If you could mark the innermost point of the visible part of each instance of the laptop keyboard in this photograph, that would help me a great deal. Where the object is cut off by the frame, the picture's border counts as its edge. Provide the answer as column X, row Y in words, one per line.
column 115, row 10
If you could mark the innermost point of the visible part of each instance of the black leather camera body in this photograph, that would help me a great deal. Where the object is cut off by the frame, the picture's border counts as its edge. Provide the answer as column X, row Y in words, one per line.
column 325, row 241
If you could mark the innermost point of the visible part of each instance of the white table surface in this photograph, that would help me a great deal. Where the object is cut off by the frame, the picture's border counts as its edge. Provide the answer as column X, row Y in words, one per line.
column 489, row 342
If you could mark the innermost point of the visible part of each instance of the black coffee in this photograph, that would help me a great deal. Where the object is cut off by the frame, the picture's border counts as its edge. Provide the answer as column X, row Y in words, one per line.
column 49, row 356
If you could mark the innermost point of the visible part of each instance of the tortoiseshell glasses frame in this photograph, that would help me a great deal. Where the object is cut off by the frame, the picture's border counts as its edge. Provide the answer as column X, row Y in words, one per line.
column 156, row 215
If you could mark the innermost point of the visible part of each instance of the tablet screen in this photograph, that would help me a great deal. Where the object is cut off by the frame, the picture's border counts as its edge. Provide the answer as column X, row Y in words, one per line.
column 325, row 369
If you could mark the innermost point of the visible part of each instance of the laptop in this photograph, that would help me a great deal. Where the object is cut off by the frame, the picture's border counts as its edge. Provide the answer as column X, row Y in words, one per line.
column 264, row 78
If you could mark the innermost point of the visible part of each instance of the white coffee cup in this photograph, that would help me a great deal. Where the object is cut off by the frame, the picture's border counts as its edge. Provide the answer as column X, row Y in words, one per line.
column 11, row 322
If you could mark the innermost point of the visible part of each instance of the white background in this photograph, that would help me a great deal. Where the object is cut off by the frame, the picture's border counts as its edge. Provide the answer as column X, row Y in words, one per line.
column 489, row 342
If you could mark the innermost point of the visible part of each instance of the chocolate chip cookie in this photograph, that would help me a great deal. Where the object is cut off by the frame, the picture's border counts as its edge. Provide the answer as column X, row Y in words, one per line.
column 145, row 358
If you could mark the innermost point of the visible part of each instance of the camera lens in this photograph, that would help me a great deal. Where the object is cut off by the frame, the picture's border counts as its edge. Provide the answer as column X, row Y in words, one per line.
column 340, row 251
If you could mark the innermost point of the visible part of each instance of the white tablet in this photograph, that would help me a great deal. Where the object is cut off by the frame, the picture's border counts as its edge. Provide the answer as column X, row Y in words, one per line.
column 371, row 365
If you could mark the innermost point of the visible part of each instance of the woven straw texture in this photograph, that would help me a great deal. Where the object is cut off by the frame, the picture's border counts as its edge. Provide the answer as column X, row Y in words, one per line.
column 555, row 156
☆ ☆ ☆
Copy out each record above exactly, leaving nothing out.

If you could mark the innermost point of the visible part of each instance of the laptop keyboard in this photograph, that would help me a great deal. Where the object is cut off by the frame, the picture's border counts as its edge. Provide the answer as column X, row Y in words, one per line.
column 115, row 10
If you could mark the innermost point of the visible part of each instance of the black leather camera body in this photograph, that would help me a great deal. Where the object is cut off by the frame, the picture's border counts as its edge. Provide the answer as column X, row Y in words, one per line.
column 325, row 241
If you could mark the innermost point of the visible part of each instance of the white table surface in this photograph, that would help me a great deal. Where the object is cut off by the frame, the picture's border counts as its edge. Provide the answer as column X, row Y in words, one per line.
column 489, row 342
If you could mark the innermost point of the visible part of each instance of the black coffee in this photograph, that would help me a great deal. Where the object is cut off by the frame, the picture's border counts as its edge. Provide the answer as column X, row Y in words, one per line.
column 49, row 356
If you could mark the innermost point of the visible part of each instance of the tortoiseshell glasses frame in this photograph, that would help me a great deal. Where the object is cut off by the frame, the picture's border counts as its edge. Provide the answer as column X, row Y in words, one per line.
column 156, row 215
If you could mark the innermost point of the visible part of each instance of the tablet screen in this photograph, that would help me a great deal. Where the object is cut off by the frame, the picture's border counts as its edge. Provide the answer as column X, row Y in words, one per line.
column 325, row 369
If you could mark the innermost point of the visible part of each instance of the laptop in this photograph, that would help me a great deal. Where the object is cut off by the frame, the picture's border counts as its edge. Provide the answer as column X, row Y in words, one per line.
column 264, row 78
If you could mark the innermost point of the visible part of each instance of the white coffee cup in this photograph, that would help me a great deal. Where the object is cut off by the frame, the picture's border counts as its edge. Provide the answer as column X, row Y in words, one per line.
column 11, row 322
If you could mark the innermost point of the visible part of each instance of the white background in this photograph, that would help me a great deal. Where the object is cut off by the frame, the picture's border counts as its edge. Provide the answer as column X, row Y in words, one per line.
column 489, row 342
If you could mark the innermost point of the visible part of each instance of the chocolate chip cookie in this photograph, that would help me a great deal. Where the object is cut off by the frame, the picture's border counts as its edge. Provide the answer as column X, row Y in words, one per line.
column 145, row 358
If you could mark the innermost point of the visible part of each instance of the camera lens in this photograph, that would help me a great deal. Where the object is cut off by the frame, the picture's border counts as its edge. Provide the answer as column X, row Y in words, one per line.
column 340, row 251
If you could mark the innermost point of the visible part of each instance of the white tablet in this photograph, that would help me a great deal. Where the object is cut off by the frame, the picture's border counts as its edge. Provide the answer as column X, row Y in words, one per line.
column 371, row 365
If you could mark the innermost point of the visible part of each instance of the woven straw texture in this photograph, that would help me a great deal. Where the object is cut off by the frame, the picture's border counts as its edge. Provide the answer as column X, row Y in words, one per line.
column 555, row 156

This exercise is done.